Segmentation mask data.
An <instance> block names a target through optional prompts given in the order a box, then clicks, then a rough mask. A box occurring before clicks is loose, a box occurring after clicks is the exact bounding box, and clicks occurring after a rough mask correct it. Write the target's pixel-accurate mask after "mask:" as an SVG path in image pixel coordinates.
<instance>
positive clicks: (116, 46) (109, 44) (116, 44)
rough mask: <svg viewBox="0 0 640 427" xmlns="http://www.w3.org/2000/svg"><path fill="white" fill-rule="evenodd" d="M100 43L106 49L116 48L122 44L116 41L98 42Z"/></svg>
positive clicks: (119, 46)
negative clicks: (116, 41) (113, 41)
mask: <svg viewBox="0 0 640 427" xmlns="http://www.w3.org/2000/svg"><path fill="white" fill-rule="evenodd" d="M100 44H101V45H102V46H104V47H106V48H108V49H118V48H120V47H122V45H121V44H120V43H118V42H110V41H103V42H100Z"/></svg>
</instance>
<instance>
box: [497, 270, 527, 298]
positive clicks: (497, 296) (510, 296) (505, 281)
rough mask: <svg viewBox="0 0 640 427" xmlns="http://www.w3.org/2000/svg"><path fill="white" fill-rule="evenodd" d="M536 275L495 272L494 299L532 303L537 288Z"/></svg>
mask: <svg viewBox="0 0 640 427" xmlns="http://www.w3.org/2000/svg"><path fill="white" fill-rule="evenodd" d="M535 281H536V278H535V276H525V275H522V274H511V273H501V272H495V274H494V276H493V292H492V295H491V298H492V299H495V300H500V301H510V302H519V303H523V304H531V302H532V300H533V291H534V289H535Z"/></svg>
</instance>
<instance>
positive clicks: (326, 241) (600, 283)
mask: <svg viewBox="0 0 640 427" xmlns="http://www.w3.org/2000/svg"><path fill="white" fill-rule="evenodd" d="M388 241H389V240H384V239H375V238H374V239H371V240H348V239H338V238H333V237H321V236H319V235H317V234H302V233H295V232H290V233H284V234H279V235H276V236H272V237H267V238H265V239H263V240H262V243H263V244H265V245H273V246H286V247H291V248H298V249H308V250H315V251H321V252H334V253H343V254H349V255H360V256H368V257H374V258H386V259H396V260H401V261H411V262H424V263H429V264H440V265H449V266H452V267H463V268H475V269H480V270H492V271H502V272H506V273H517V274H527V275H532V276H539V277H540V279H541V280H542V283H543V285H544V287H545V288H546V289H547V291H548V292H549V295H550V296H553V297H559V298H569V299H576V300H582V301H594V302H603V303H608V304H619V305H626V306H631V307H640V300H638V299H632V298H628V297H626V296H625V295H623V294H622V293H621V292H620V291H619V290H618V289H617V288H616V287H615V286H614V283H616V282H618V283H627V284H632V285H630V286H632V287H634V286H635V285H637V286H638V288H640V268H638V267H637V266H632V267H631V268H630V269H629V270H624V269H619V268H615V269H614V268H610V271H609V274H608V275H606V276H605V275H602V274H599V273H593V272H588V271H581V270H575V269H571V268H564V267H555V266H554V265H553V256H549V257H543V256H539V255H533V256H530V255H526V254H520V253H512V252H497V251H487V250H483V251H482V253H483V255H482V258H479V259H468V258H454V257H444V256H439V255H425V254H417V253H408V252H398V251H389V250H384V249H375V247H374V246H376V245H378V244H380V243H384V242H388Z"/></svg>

YOUR INSTRUCTIONS. All of the records should be transcribed exactly, with nothing left out.

RESPONSE BELOW.
An <instance> block names a target through optional prompts given in the order a box, then clicks, then a rough mask. A box occurring before clicks is loose, a box occurring after clicks is the exact bounding box, and clicks occurring after a rough mask correct it. Write the target's pixel-accurate mask after "mask:" as an SVG path in image pixel coordinates.
<instance>
positive clicks: (116, 46) (109, 44) (116, 44)
rough mask: <svg viewBox="0 0 640 427" xmlns="http://www.w3.org/2000/svg"><path fill="white" fill-rule="evenodd" d="M100 43L106 49L116 48L122 44L116 41L98 42Z"/></svg>
positive clicks: (119, 46)
negative clicks: (116, 41) (113, 41)
mask: <svg viewBox="0 0 640 427" xmlns="http://www.w3.org/2000/svg"><path fill="white" fill-rule="evenodd" d="M100 44H101V45H102V46H104V47H106V48H108V49H118V48H120V47H122V45H121V44H120V43H118V42H110V41H103V42H100Z"/></svg>
</instance>
<instance>
box: [497, 270, 527, 298]
positive clicks: (497, 296) (510, 296) (505, 281)
rough mask: <svg viewBox="0 0 640 427" xmlns="http://www.w3.org/2000/svg"><path fill="white" fill-rule="evenodd" d="M536 275L495 272L494 299L532 303L537 288Z"/></svg>
mask: <svg viewBox="0 0 640 427" xmlns="http://www.w3.org/2000/svg"><path fill="white" fill-rule="evenodd" d="M535 281H536V278H535V276H525V275H522V274H511V273H501V272H495V274H494V276H493V292H492V295H491V298H492V299H495V300H500V301H510V302H519V303H523V304H531V302H532V300H533V291H534V289H535Z"/></svg>
</instance>
<instance>
positive clicks: (326, 241) (600, 283)
mask: <svg viewBox="0 0 640 427" xmlns="http://www.w3.org/2000/svg"><path fill="white" fill-rule="evenodd" d="M388 241H389V240H384V239H375V238H374V239H371V240H348V239H338V238H333V237H321V236H319V235H317V234H302V233H295V232H290V233H284V234H279V235H276V236H272V237H267V238H265V239H263V240H262V243H263V244H265V245H273V246H286V247H291V248H298V249H308V250H315V251H321V252H334V253H343V254H349V255H360V256H368V257H374V258H386V259H396V260H401V261H411V262H424V263H429V264H440V265H449V266H452V267H463V268H475V269H480V270H492V271H502V272H506V273H517V274H527V275H532V276H539V277H540V279H541V280H542V283H543V285H544V287H545V288H546V289H547V291H548V292H549V295H550V296H553V297H559V298H569V299H576V300H582V301H594V302H603V303H608V304H619V305H626V306H631V307H640V300H638V299H632V298H628V297H626V296H625V295H623V294H622V293H621V292H620V291H619V290H618V289H617V288H616V287H615V286H614V283H616V282H618V283H627V284H632V285H630V286H632V287H634V286H635V285H637V286H638V288H640V268H638V267H637V266H632V267H631V268H630V269H629V270H624V269H619V268H615V269H614V268H610V271H609V274H608V275H606V276H605V275H602V274H599V273H593V272H588V271H581V270H575V269H571V268H564V267H555V266H554V265H553V256H549V257H543V256H539V255H533V256H530V255H526V254H520V253H512V252H497V251H487V250H483V251H482V253H483V255H482V258H479V259H468V258H454V257H444V256H439V255H425V254H417V253H408V252H398V251H389V250H384V249H375V247H374V246H376V245H378V244H380V243H384V242H388Z"/></svg>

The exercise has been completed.